• _What you should do_:
Could you format the listing below as a JSON list of strings, one per line, with blank lines skipped and any picture left out?

• _Records shown_:
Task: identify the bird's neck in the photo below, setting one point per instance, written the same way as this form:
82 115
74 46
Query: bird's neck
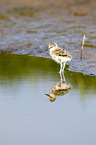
53 48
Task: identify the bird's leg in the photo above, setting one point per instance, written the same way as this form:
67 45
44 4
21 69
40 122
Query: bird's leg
64 77
63 66
60 68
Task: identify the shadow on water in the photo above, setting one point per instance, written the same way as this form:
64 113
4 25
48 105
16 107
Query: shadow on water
14 69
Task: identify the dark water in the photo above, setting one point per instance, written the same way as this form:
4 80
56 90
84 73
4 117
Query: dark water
27 116
28 27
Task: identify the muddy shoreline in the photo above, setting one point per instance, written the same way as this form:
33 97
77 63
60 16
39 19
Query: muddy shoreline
28 30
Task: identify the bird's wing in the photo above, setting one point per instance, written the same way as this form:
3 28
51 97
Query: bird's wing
61 52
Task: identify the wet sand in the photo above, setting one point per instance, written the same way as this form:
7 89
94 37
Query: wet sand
28 27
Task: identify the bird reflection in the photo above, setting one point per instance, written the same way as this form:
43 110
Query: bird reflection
60 89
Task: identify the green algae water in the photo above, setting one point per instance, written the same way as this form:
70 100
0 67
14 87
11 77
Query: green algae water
28 116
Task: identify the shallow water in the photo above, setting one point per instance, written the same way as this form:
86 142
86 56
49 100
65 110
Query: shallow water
27 116
28 28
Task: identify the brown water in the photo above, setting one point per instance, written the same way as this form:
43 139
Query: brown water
28 116
28 27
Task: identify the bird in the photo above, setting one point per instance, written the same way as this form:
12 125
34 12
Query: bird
59 55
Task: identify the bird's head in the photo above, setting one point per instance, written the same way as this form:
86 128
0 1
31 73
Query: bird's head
52 45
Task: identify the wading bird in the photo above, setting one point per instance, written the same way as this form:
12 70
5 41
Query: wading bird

• _Result for this task_:
[
  "Task: identify the bird's neck in the photo below, setting one point per instance, written the same way as this form:",
  "82 115",
  "74 46",
  "Query: bird's neck",
  "53 48",
  "Task: identify the bird's leg in the photo above, setting one point per instance, written the same way as this form:",
  "67 45",
  "44 4",
  "21 69",
  "40 122",
  "Query: bird's leg",
  "64 77",
  "63 66",
  "60 68",
  "Task: identify the shadow on water in the photo above, setting one point per instance, written the same way as this form:",
  "64 113",
  "4 25",
  "48 105",
  "16 107",
  "Query: shadow on water",
  "14 69",
  "Task: identify the dark water in the photo above, setting one point per instance, written the same way as this form:",
  "4 80",
  "56 90",
  "84 73",
  "4 117",
  "Query: dark water",
  "27 116",
  "28 27",
  "Task: identify the muddy shoreline in the photo above, setting one point per instance, written the same way as this form:",
  "33 97",
  "77 63",
  "60 16",
  "39 19",
  "Query: muddy shoreline",
  "28 30",
  "Task: identify the bird's wing in the photo above, setting one point per instance, written the same way as this form:",
  "3 28",
  "51 97",
  "Query: bird's wing",
  "61 52",
  "Task: identify the wet sand in the photo above, setting one point per instance, written the same way as this form:",
  "7 89",
  "94 37",
  "Query: wet sand",
  "28 27",
  "Task: identify the bird reflection in the photo above, setting one point per instance, written the same way as this form:",
  "43 110",
  "Query: bird reflection",
  "60 89",
  "Task: identify the green algae water in the photo above, setting one point per instance, written the same way as this form:",
  "70 100",
  "0 67",
  "14 87",
  "11 77",
  "Query: green algae water",
  "28 116",
  "Task: identify the shallow water in the photo above, setting one point per instance, written the same way as this form:",
  "86 142",
  "86 56",
  "49 100",
  "65 110",
  "Query: shallow water",
  "27 116",
  "28 28",
  "Task: identify the brown water in the photo above, setting one point per instance, written the same way as this form:",
  "43 139",
  "Query: brown water",
  "28 116",
  "28 27",
  "Task: identify the bird in the photo above, setting one point per instance, written the same way as this form:",
  "12 125",
  "34 12",
  "Query: bird",
  "59 55",
  "Task: identify the bird's head in the photo above, setting one point per instance, written the same way as this form:",
  "86 128",
  "0 1",
  "31 73",
  "Query: bird's head",
  "52 45",
  "Task: identify the wading bird in the photo above, setting one point per instance, written the same way as this form:",
  "12 70",
  "5 41",
  "Query: wading bird"
]